▶ [EXERCICE PROPOSÉ 1]: Convertissez en liste JSON de chaînes les lignes des enregistrements, à raison d'une chaîne par ligne, en omettant les lignes vides. Commencez à la ligne qui contient « Keypoint placement: for each instance of the rock » et continuez jusqu'à la fin des enregistrements.

Depuis quelques semaines, la télévision nous tient en haleine avec les malheurs d’un homme qui s’est fracturé le fémur. Il est là, ce fémur, entre le chômage, les chutes de neige et les préparatifs des réveillons. C’est le fémur qui clôt l’année 2008. Cette fracture du fémur a énormément ému les présentateurs de journaux télévisés. Tous ont parlé du «calvaire» et du «martyre» du propriétaire du fémur, comme s’il s’agissait de leur propre fémur, ou de celui de leur maman. Claire Chazal a même savamment laissé traîner sa voix sur le «calvaire» du fracturé. Le présentateur du 20 heures de France 2, Laurent Delahousse, a pris sa revanche en réalisant une interview en duplex d’un collègue de l’accidenté, accouru pour le soutenir psychologiquement. Quand le blessé a enfin atteint une chambre d’hôpital, les chaînes de télévision se sont battues pour décrocher sa première interview (TF1 l’a, cette fois, emporté). En coulisse, tout indique que l’Agence France-Presse a multiplié les dépêches sur les circonstances de la fracture et la promptitude des secours. Il est vrai que le blessé exerce l’activité de navigateur, qu’il se nomme Yann Eliès, qu’il participait à la course à la voile dite «le Vendée globe», et que le lieu de l’accident est l’océan Pacifique, à 800 miles du sud de l’Australie.

Individuellement, les journalistes qui rédigent les dépêches relatant cette fracture du fémur et réalisent au prix de prouesses techniques l’interview du collègue du fracturé, ne sont sans doute pas persuadés que l’événement mérite ce déploiement de moyens. Si on leur posait la question individuellement, la moitié, voire davantage, admettraient volontiers que l’événement en lui-même (un homme se fracture le fémur, l’affaire ne comporte strictement aucun enjeu politique ni diplomatique, aucune guerre, aucune catastrophe sanitaire, ne menace) ne justifie pas ce déploiement de moyens. Si l’on insistait, leur demandant alors pourquoi ces moyens sont déployés, sans doute seraient-ils bien en peine de répondre. «Parce que les médias concurrents en parlent», avanceraient certains. «Parce que ça intéresse le public», compléteraient ceux qui souhaitent aller au fond des choses. Ce serait l’occasion (toujours très courtoisement) de leur demander comment ils sont arrivés à la conclusion que cette fracture de fémur «intéresse le public». Des sondages l’ont-ils attesté ? L’audience des JT grimpe-t-elle en flèche, dès que l’on en arrive au point quotidien sur le Vendée Globe ? Des manifestations exigeant des nouvelles, minute par minute, de l’accidenté se sont-elles déroulées devant les sièges des télévisions, des radios ou de l’Agence France-Presse ? Non certes. Mais «cela intéresse le public». Davantage qu’une hausse historique du chômage ? Peut-être pas. Mais cela l’intéressait les années précédentes, donc pourquoi pas cette année ? Serait-on sadique, on pourrait poursuivre l’interrogatoire. Comment sait-on que l’événement intéressait le public «les années précédentes» ? Des sondages l’attestaient-ils ? Etc., etc.

▶ [LISTE DES ENREGISTREMENTS]:
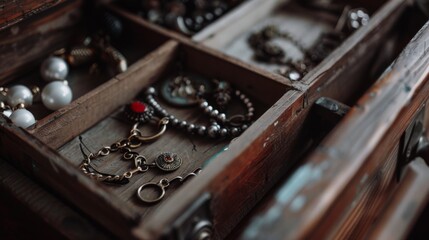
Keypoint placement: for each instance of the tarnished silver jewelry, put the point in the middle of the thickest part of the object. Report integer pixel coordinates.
(266, 50)
(220, 126)
(165, 161)
(181, 91)
(161, 186)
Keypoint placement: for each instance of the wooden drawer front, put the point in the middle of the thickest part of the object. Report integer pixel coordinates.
(341, 189)
(236, 174)
(403, 208)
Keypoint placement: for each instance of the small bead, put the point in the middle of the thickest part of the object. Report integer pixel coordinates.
(208, 109)
(214, 113)
(175, 122)
(56, 95)
(235, 131)
(183, 124)
(150, 91)
(224, 132)
(7, 112)
(191, 128)
(222, 117)
(164, 113)
(54, 69)
(22, 118)
(213, 131)
(19, 94)
(202, 130)
(204, 104)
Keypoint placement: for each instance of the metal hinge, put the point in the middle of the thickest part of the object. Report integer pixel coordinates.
(194, 224)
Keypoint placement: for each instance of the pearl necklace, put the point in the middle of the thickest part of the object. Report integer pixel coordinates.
(55, 95)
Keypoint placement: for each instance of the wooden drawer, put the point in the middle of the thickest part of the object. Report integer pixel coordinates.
(236, 174)
(353, 185)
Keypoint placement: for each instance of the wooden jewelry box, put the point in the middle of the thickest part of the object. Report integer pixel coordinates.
(292, 118)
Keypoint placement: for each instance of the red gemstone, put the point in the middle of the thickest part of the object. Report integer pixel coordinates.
(138, 107)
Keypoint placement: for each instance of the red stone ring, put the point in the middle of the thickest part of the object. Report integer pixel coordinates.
(138, 111)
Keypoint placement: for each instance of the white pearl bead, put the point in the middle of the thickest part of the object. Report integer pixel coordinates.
(22, 118)
(56, 95)
(19, 94)
(7, 112)
(54, 68)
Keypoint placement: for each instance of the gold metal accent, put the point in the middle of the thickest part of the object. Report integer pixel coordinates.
(135, 140)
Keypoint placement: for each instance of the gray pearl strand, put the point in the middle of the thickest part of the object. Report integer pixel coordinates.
(221, 117)
(213, 131)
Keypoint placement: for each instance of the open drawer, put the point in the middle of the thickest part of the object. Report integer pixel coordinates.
(405, 205)
(236, 174)
(349, 185)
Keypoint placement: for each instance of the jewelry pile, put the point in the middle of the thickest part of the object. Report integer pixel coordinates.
(185, 16)
(265, 50)
(57, 94)
(210, 97)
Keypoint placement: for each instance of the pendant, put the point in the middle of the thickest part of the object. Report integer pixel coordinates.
(168, 162)
(183, 90)
(139, 112)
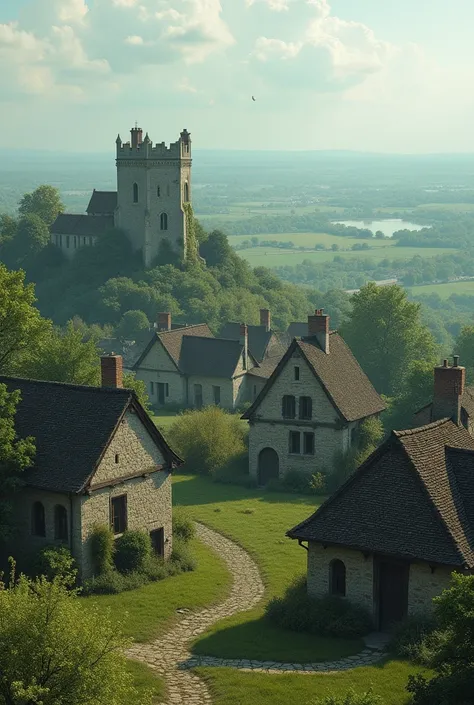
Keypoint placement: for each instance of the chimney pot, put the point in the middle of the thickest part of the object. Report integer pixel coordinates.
(112, 371)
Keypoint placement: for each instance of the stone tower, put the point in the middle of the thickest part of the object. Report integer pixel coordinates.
(153, 187)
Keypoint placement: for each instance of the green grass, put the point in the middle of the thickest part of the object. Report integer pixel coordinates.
(262, 533)
(444, 290)
(232, 687)
(145, 680)
(151, 609)
(273, 257)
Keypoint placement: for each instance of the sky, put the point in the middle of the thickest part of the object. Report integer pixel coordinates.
(391, 76)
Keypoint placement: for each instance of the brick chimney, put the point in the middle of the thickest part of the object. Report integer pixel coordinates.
(265, 318)
(111, 371)
(164, 321)
(244, 341)
(448, 390)
(318, 327)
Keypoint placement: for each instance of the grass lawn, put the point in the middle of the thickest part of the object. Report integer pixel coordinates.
(231, 687)
(273, 257)
(257, 520)
(149, 610)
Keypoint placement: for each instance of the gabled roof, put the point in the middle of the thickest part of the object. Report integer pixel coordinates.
(412, 498)
(172, 341)
(341, 376)
(82, 225)
(102, 203)
(72, 426)
(211, 357)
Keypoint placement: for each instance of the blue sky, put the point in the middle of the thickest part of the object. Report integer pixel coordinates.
(371, 75)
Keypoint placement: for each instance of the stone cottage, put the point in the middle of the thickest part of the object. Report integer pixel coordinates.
(391, 536)
(188, 367)
(311, 406)
(99, 460)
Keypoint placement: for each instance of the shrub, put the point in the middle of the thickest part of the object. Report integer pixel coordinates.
(207, 439)
(56, 562)
(327, 616)
(102, 546)
(183, 525)
(132, 551)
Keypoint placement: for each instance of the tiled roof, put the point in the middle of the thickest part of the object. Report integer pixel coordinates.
(72, 426)
(172, 341)
(82, 225)
(102, 203)
(210, 357)
(408, 499)
(344, 381)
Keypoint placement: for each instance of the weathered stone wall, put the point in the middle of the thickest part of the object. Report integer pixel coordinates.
(359, 573)
(148, 508)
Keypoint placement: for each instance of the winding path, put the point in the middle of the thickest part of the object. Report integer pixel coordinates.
(169, 655)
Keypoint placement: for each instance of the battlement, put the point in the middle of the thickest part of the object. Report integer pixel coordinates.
(139, 148)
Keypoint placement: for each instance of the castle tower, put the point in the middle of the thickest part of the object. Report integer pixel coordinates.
(153, 186)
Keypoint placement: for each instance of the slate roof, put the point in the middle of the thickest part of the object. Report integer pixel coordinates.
(341, 376)
(72, 426)
(172, 341)
(102, 203)
(73, 224)
(412, 498)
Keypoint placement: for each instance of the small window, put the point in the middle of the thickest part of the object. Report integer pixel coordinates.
(308, 443)
(288, 407)
(306, 408)
(118, 511)
(38, 527)
(295, 442)
(60, 523)
(337, 578)
(216, 393)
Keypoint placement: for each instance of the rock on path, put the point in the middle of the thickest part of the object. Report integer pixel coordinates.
(170, 657)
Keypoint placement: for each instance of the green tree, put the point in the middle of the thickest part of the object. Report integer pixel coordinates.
(385, 333)
(134, 325)
(63, 653)
(44, 202)
(21, 326)
(16, 455)
(453, 663)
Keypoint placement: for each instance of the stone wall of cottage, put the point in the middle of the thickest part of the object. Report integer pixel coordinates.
(148, 508)
(359, 573)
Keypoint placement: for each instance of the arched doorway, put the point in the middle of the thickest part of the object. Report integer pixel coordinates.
(268, 466)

▶ [EXERCICE PROPOSÉ 2]: Poursuivez, à partir de sa dernière phrase, le texte consacré à la couverture médiatique de la fracture du fémur du navigateur.

▶ [CORRIGÉ DE L'EXERCICE 1]:
[
  "Keypoint placement: for each instance of the rock on path, put the point in the middle of the thickest part of the object. Report integer pixel coordinates.",
  "(170, 657)",
  "Keypoint placement: for each instance of the green tree, put the point in the middle of the thickest part of the object. Report integer pixel coordinates.",
  "(385, 333)",
  "(134, 325)",
  "(63, 653)",
  "(44, 202)",
  "(21, 326)",
  "(16, 455)",
  "(453, 663)",
  "Keypoint placement: for each instance of the stone wall of cottage, put the point in the middle of the thickest part of the object. Report integer pixel coordinates.",
  "(148, 508)",
  "(359, 573)",
  "Keypoint placement: for each instance of the arched doorway, put the point in the middle of the thickest part of the object. Report integer pixel coordinates.",
  "(268, 466)"
]

▶ [CORRIGÉ DE L'EXERCICE 2]:
Le 26 décembre, huit jours après la fracture du fémur d’Eliès, un docker de La Rochelle, Michel Gilbert, trouvait la mort dans un accident du travail. Il était percuté par un chariot élévateur. Claire Chazal n’a pas parlé de son «calvaire» (nul ne sait d’ailleurs s’il a vécu un «calvaire»). Laurent Delahousse n’a pas interrogé ses collègues en direct du port de La Rochelle. On ne peut pas leur en vouloir : sans doute n’ont-ils même pas été au courant, l’Agence France-Presse n’ayant pas rédigé de dépêche. Seul le quotidien régional Sud Ouest a donné la nouvelle, sans livrer de détails. Aussi ne sait-on pas si Gilbert a trouvé, ou non, la mort sur le coup. On ne connaît pas le détail de ses blessures. On ne sait pas si toutes les mesures de sécurité étaient respectées. On ne sait rien de la promptitude des secours, ni de leur efficacité. On ne sait pas si des collègues lui ont porté une assistance psychologique dans les derniers instants.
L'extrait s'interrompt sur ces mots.